-- begin Rows --
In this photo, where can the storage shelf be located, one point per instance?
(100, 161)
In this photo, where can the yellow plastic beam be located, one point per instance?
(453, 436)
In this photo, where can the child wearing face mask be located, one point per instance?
-- end Rows --
* _Objective_: Reproduce the data above word for word, including every line.

* _Exercise result_:
In this photo, where can the storage shelf be located, one point per instance?
(100, 161)
In this photo, where can the yellow plastic beam be located, one point per instance?
(453, 436)
In this photo, where can the child wearing face mask be located, one point per instance?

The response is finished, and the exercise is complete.